— Short task —
Retype every line of the records below without changing anything.

━━━ Dataset records ━━━

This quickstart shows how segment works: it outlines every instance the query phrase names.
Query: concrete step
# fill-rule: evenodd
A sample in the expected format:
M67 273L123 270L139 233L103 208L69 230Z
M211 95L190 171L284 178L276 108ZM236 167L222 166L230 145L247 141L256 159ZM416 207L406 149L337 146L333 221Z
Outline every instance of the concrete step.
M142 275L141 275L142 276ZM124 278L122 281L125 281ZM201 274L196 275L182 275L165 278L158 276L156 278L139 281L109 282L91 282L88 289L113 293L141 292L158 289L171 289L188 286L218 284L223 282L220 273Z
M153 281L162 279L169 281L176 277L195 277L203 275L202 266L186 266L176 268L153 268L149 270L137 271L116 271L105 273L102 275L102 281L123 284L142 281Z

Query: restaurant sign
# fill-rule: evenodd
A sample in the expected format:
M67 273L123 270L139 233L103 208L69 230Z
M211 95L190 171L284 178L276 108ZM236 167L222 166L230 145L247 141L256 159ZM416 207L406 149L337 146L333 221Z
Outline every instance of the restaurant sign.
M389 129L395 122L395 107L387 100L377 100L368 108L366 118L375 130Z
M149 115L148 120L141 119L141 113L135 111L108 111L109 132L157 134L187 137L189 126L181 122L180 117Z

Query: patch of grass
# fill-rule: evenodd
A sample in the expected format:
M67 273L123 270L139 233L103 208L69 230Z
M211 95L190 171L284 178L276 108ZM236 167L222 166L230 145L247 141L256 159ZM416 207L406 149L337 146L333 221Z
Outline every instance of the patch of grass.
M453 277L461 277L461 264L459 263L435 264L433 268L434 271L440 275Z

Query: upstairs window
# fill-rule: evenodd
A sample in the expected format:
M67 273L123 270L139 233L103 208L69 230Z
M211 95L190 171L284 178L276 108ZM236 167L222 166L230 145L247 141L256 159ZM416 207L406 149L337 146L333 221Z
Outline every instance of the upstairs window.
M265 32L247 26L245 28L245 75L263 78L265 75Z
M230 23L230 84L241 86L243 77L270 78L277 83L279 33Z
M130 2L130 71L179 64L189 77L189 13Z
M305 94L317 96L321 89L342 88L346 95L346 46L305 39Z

━━━

— Right answer —
This quickstart shows how segment works: it outlines every instance the query phrase names.
Query: concrete step
# fill-rule: evenodd
A sample in the expected format:
M67 273L123 270L139 233L103 208L69 230Z
M211 95L190 171L284 178L276 108ZM236 167L222 166L230 145L247 141L256 159ZM416 207L406 149L337 146L333 221Z
Outline every instance of the concrete step.
M142 275L141 275L142 276ZM124 278L122 281L125 281ZM201 274L196 275L182 275L165 278L158 276L156 278L139 281L109 282L91 282L88 289L113 293L141 292L158 289L171 289L188 286L218 284L223 282L220 273Z
M153 281L162 279L169 281L176 277L195 277L203 275L202 266L186 266L176 268L153 268L149 270L137 271L116 271L105 273L102 275L102 281L123 284L142 281Z

Query: restaurant sign
# fill-rule: evenodd
A sample in the expected format:
M67 273L123 270L139 233L103 208L69 230Z
M211 95L190 171L284 178L276 108ZM236 167L222 166L230 145L247 141L256 159ZM416 207L406 149L337 146L333 221Z
Outline every instance of the restaurant sign.
M389 129L395 122L395 107L387 100L377 100L368 108L366 118L375 130Z
M149 115L148 120L141 119L141 113L135 111L108 111L109 132L157 134L187 137L189 126L181 122L180 117Z

Query: patch of grass
# fill-rule: evenodd
A sample in the expected format:
M67 273L123 270L139 233L103 208L69 230Z
M211 95L190 171L284 178L276 108ZM236 167L222 166L230 145L247 141L256 159ZM416 207L406 149L337 146L333 221Z
Outline every instance of the patch of grass.
M453 277L461 277L461 264L459 263L435 264L433 268L434 271L440 275Z

Query: upstairs window
# fill-rule: evenodd
A sample in the expected format:
M67 273L123 270L139 233L103 208L69 230Z
M211 95L190 171L284 178L276 108ZM236 167L222 166L230 145L247 141L256 159ZM416 207L406 149L337 146L333 221Z
Outline every instance of the upstairs window.
M265 32L247 26L245 28L245 75L263 78L265 75Z
M230 23L230 84L241 86L243 77L270 78L277 83L279 33Z
M130 2L130 71L179 64L189 77L189 13Z
M305 94L317 96L321 89L342 88L346 95L346 46L305 39Z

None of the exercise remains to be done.